_PROBLEMS AND TASKS:_
1. In the mailing-list post about dd and pipes, which block does Greg A. Woods say is the only one it is ever right to pad?
2. Carry on the mailing-list post about dd and pipes, starting right after its final sentence.

_PASSAGE PROVIDED:_
Subject: Re: dd and pipe question
To: der Mouse <mouse@Collatz.McRCIM.McGill.EDU>
From: Greg A. Woods <woods@most.weird.com>
List: current-users
Date: 04/12/1996 10:32:07
[ On Thu, April 11, 1996 at 08:14:18 (-0400), der Mouse wrote: ]
> Subject: Re:  dd and pipe question
>
> > gzip -dc foo.tar.gz | dd ibs=10240 obs=10240 conv=sync of=/dev/tape
> >
> > However, (probably because of the pipe) there are _multiple_ partial
> > input blocks.
> 
> Yes.  dd is not the right tool here.  The effect you want can be
> expressed as "dd ibs=1 obs=10240 ....", but that is ruinously
> inefficient.
> 
> Unfortunately, I know of no other tool shipped with NetBSD that is
> capable of blocking out writes like this.

I would have said the effect desired was to read with an input block
size equal to the volume of the pipe.  This is indeed what dd(1) does
[is supposed to do] on normal UNIX implementations if both ibs and obs
are set to a value larger than the volume of a pipe.

Of course there are lots of broken dd's out there that either have the
effect of setting ibs=1, or indeed some which pad each output block for
every input block.

So, indeed the use of dd in the original posting should be both optimal
and correct, given that all other dependencies are correct (though one
need only set "bs=10240").

>  I have one, called
> "catblock", designed specifically for reading its input as a
> byte-stream and writing it as a block-stream.

I've not yet tried to explore all of the corner and edge conditions in
your code to find just when the padding operation will be done.  However
it seems to me that it is in general wrong to ever pad out any block
except the very last block.  Catblock may only pad the last block, but
the code is sufficiently obtuse as to mask this feature of the algorithm
(at least in my reading of it).

If indeed catblock can pad blocks other than the last one, then it is
solving the wrong problem.  It may indeed work OK with tar in ideal
circumstances, but I'd fear it could terribly mess up a cpio archive,
and perhaps even a dump file, and it certainly would mess up any
non-block structured file if pipe semantics work oddly, or if you're
using a remote TCP/IP socket to connect the processes.

_MATERIAL PROVIDED:_
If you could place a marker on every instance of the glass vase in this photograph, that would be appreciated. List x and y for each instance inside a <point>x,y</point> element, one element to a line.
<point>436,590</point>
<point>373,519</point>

_ANSWERS BY TASK:_
1. The very last block.

2.
If we assume the UNIX I/O model, and we assume the output block is
always going to be bigger than the input block, then I would think the
algorithm should be something like the following:

unset input empty flag;
set output block empty;
while input not empty {
	while output block not full {
		try to read just enough data to fill output block;
		if error reading {
			exit indicating the input error;
		}
		if EOF on input {
			set input empty flag;
			break;
		}
	}
	if EOF on input {		/* purely a safety optimization */
		/* this is not necessary if ouput block is first zeroed */
		if output block not full {
			pad output block to fill it with zeros;
		}
	}
	write the output block;
	if there is an error or EOF writing {
		exit indicating the output error;
	}
}		

Catblock seems to do this, though the padding in the padwrite() function
scares the hell out of me, and I'd never write it that way!  ;-)  Perhaps
I'm just being tripped up by your naming conventions....

Note that a traditional UNIX implementation of dd(1) essentially does
(or should by definition) implement the algorithm I describe, if you
just set set both ibs and obs to the desired output block size, i.e.
"bs=OUTPUT_BLOCK_SIZE"; and of course if you also set "conv=sync" the
last block will also be padded and avoid a write error on a true block
device.  I think GNU dd now does this, though earlier versions were, as
I recall, broken in that they padded every ouput block if less data was
read than expected, which often happened on a socket.

I recall finding this (or a related) bug when writing remote backup
scripts in an AIX-3.1 environment, where the default archive tools were
very un-forgiving, and the tape device properly enforced the QIC block
structure.  IBMers do know how to deal properly with block I/O and tape
drives, but GNU dd didn't.  I don't remember why I ever even tried GNU
dd though....

(Indeed even a normal stdio implementation of cat(1) should work with
optimum I/O efficiency, provided it sets the i/o buffer size bigger than
the pipe volume and you don't require the padding of the last block.)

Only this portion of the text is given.